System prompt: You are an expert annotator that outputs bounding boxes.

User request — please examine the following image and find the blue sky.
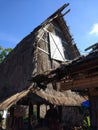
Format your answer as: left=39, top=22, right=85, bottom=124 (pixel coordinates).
left=0, top=0, right=98, bottom=54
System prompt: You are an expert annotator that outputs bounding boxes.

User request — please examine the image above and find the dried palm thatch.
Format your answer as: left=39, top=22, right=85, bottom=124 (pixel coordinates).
left=0, top=89, right=88, bottom=110
left=0, top=4, right=80, bottom=108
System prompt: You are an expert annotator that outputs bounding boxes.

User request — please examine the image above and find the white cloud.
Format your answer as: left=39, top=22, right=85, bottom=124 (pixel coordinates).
left=89, top=23, right=98, bottom=35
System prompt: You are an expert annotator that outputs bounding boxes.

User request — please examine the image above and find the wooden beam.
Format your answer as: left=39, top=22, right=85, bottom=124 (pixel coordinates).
left=61, top=76, right=98, bottom=90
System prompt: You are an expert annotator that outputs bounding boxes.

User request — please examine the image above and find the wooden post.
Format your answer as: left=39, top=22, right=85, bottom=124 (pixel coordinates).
left=89, top=88, right=98, bottom=130
left=58, top=106, right=62, bottom=122
left=28, top=103, right=33, bottom=128
left=37, top=104, right=40, bottom=119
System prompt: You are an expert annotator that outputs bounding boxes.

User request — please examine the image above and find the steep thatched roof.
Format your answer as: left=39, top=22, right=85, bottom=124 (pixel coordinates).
left=31, top=49, right=98, bottom=90
left=0, top=4, right=82, bottom=109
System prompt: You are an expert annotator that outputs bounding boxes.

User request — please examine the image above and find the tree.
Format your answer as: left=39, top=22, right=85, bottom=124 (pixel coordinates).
left=0, top=46, right=13, bottom=63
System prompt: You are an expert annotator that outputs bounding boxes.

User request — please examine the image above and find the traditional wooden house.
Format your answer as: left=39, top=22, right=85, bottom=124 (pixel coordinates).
left=32, top=43, right=98, bottom=130
left=0, top=4, right=85, bottom=129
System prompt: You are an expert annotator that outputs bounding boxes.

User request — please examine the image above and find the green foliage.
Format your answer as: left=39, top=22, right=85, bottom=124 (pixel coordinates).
left=0, top=46, right=12, bottom=63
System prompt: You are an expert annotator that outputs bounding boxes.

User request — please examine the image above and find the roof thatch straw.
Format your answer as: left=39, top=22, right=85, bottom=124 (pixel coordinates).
left=0, top=4, right=80, bottom=108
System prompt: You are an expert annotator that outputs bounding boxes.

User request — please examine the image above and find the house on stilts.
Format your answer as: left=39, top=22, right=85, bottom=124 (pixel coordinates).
left=0, top=4, right=89, bottom=130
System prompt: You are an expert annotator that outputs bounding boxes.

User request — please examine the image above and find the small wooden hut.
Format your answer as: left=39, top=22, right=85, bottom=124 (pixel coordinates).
left=32, top=43, right=98, bottom=130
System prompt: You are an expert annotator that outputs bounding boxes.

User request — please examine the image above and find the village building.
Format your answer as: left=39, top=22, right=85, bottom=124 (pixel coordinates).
left=0, top=4, right=96, bottom=129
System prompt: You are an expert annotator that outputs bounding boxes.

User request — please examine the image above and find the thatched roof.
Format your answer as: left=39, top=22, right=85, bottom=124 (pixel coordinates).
left=31, top=49, right=98, bottom=90
left=0, top=89, right=88, bottom=110
left=0, top=4, right=84, bottom=109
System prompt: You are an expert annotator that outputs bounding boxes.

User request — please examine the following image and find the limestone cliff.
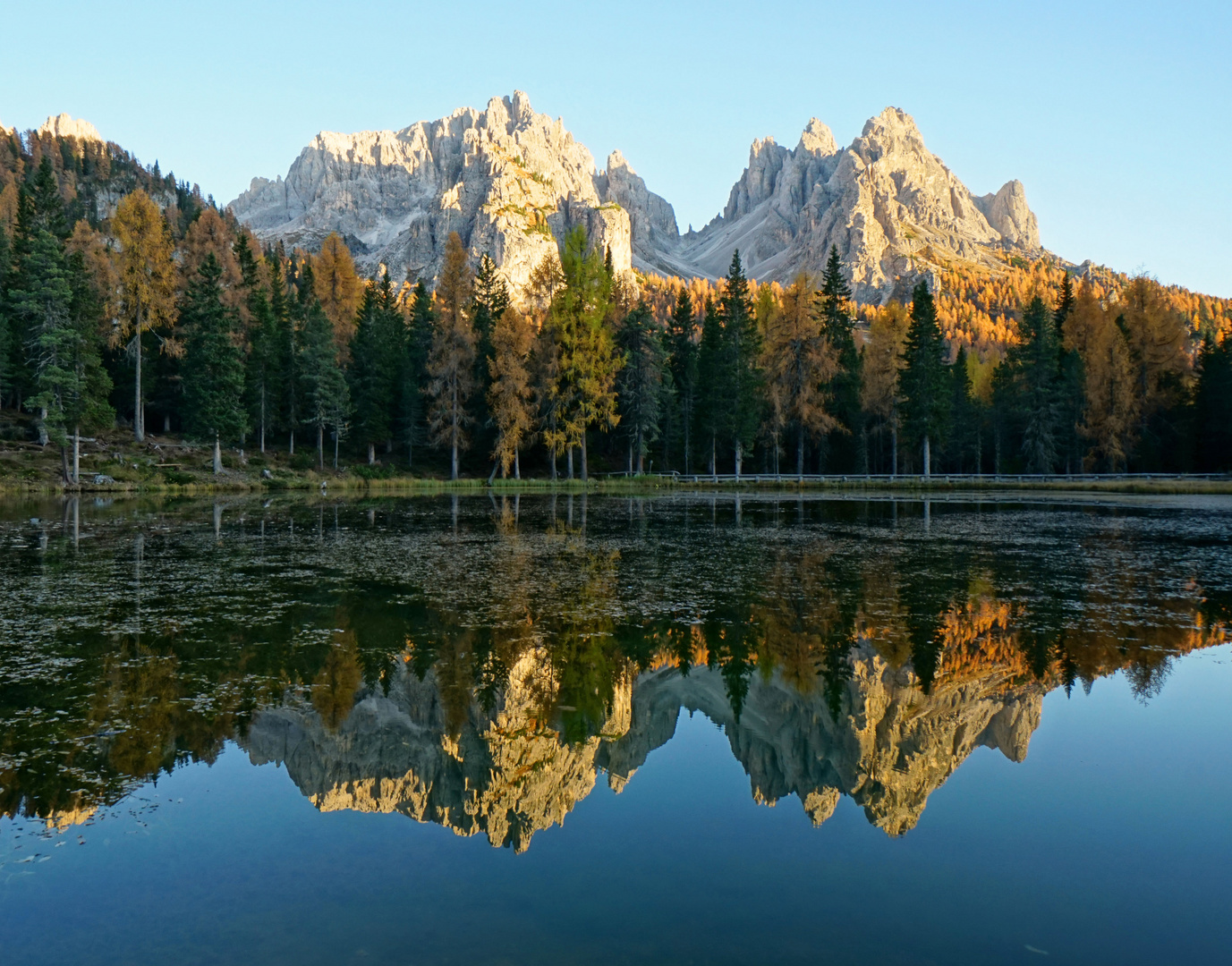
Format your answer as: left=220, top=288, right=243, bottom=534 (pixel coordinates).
__________________________________________________
EXERCISE INSTRUCTIONS: List each line in the items above that contains the word "following". Case counts.

EXPECTED ANSWER:
User request — please examine the following image and find the blue sky.
User request — please examine the following image and find the limestone cliff.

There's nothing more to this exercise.